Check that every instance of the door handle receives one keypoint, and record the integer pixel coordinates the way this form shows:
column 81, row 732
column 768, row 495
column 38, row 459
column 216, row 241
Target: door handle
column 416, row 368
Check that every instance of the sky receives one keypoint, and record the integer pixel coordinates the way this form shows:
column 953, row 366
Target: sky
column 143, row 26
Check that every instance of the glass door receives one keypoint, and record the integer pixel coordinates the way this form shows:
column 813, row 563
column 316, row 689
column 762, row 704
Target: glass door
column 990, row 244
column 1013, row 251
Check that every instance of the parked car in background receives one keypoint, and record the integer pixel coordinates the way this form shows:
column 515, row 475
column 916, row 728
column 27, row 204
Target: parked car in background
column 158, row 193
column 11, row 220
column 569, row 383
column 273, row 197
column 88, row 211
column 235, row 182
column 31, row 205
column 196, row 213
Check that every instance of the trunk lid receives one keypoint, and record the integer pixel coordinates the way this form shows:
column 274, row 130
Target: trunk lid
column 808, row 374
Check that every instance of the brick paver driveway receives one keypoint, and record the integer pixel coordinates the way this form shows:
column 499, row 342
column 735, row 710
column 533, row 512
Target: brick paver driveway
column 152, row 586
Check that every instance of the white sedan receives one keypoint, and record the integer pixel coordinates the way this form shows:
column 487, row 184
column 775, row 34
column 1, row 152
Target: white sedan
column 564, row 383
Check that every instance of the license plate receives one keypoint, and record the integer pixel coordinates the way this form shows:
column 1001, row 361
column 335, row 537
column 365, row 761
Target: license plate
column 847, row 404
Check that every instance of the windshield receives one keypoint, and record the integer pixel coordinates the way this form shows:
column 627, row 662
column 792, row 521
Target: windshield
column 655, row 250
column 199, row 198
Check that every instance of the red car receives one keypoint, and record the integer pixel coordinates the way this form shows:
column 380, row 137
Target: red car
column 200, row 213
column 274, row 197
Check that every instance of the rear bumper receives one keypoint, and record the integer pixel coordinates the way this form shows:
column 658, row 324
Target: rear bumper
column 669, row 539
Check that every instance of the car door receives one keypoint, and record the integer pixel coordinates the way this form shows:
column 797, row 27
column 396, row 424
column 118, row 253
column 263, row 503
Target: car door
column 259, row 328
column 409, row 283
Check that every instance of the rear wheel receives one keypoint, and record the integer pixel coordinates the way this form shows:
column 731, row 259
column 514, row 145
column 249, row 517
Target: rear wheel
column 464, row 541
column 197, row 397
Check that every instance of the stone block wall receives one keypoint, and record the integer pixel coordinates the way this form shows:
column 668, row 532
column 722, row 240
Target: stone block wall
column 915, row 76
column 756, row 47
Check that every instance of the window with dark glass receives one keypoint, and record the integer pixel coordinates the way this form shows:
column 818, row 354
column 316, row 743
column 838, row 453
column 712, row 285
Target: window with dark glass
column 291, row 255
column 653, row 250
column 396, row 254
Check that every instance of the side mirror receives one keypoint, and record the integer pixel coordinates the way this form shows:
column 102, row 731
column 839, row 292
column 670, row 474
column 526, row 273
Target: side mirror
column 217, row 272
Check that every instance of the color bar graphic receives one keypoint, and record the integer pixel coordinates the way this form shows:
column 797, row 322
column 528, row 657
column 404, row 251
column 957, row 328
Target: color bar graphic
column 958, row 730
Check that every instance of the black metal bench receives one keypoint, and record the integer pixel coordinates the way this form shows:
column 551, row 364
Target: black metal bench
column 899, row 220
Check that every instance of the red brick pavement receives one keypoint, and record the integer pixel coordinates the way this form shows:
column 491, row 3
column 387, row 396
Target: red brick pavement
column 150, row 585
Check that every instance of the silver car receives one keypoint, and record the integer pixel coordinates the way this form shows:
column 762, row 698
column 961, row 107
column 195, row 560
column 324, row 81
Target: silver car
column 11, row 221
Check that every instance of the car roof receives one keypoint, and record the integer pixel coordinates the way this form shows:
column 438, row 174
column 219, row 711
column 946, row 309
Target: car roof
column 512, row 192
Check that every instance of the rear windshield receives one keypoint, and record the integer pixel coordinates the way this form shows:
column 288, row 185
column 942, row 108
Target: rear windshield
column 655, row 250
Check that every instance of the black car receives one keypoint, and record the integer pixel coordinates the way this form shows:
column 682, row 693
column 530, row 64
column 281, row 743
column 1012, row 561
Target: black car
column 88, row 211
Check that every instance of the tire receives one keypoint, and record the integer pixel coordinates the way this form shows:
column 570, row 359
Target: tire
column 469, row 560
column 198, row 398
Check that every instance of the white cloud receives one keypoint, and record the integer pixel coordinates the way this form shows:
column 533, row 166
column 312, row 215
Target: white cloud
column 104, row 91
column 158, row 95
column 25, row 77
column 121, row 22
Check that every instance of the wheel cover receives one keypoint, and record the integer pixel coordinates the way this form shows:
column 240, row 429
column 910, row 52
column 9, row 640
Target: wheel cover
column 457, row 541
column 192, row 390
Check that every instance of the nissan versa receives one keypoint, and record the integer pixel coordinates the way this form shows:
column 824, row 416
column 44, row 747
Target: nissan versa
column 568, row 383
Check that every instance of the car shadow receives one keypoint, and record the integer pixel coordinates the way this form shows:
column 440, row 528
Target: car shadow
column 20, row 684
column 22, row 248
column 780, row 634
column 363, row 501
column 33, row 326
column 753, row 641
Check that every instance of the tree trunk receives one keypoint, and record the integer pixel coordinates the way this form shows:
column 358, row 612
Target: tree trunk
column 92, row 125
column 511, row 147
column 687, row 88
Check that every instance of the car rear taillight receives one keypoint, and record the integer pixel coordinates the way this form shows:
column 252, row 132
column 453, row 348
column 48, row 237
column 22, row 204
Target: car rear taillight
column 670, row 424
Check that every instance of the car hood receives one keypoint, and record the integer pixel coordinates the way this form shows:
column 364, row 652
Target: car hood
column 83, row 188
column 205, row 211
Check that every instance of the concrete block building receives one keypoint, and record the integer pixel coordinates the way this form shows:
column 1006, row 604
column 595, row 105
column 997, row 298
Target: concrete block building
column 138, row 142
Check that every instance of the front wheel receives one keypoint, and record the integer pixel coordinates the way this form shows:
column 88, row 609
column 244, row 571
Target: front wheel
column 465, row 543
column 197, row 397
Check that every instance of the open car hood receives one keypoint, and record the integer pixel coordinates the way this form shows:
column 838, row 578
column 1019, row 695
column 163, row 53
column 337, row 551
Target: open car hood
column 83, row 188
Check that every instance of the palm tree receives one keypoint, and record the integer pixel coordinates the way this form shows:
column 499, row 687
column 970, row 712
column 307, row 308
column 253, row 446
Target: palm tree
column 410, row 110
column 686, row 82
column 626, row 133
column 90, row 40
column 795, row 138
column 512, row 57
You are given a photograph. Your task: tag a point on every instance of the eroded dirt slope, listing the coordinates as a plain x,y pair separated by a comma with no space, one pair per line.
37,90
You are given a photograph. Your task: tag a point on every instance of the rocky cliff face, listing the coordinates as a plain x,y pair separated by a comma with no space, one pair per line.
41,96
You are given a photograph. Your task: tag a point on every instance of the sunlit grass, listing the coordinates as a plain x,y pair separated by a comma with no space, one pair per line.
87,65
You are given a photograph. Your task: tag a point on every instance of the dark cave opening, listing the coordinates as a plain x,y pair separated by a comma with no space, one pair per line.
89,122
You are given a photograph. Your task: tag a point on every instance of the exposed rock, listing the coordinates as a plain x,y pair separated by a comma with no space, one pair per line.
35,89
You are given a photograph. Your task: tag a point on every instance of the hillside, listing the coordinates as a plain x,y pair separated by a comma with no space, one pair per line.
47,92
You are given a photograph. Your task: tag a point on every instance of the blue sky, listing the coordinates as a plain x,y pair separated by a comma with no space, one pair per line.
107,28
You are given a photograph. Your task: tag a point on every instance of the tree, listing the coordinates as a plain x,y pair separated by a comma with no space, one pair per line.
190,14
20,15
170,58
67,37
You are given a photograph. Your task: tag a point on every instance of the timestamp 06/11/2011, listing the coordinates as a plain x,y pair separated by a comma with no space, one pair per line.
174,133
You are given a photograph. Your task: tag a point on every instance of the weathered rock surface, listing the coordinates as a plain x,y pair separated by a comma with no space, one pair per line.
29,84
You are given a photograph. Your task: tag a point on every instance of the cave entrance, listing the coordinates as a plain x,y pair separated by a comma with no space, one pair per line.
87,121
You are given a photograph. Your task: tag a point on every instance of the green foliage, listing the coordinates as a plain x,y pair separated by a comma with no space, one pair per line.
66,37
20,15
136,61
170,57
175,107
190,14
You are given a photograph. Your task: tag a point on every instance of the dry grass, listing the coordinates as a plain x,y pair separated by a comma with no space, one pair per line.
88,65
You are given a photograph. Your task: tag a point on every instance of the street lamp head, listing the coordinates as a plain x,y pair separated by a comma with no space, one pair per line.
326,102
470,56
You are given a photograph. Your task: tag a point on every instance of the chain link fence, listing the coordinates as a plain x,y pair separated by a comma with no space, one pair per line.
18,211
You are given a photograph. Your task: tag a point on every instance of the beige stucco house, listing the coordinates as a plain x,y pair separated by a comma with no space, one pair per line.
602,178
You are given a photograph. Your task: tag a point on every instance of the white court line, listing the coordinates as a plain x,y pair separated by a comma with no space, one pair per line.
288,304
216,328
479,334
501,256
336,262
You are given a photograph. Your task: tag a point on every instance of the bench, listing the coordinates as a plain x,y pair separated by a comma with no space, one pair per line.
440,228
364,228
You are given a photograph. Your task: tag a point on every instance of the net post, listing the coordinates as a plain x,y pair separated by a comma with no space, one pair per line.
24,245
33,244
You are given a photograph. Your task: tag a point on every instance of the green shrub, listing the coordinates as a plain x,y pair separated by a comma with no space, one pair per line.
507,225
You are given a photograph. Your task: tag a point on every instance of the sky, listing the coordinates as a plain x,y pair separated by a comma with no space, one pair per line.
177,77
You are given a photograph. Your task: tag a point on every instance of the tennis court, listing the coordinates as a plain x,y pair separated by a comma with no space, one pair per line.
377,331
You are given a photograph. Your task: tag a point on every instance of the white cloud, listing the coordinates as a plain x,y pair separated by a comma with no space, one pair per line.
****
▶ [Assigned task] Quote the listing above, but only from the line that shows "Check that every instance of the parked" through the line that shows "column 27, row 204".

▶ [Response to the exercise]
Check that every instance of the parked car in background receives one keypoint, and record the integer pixel coordinates the way this form shows:
column 515, row 475
column 916, row 728
column 27, row 204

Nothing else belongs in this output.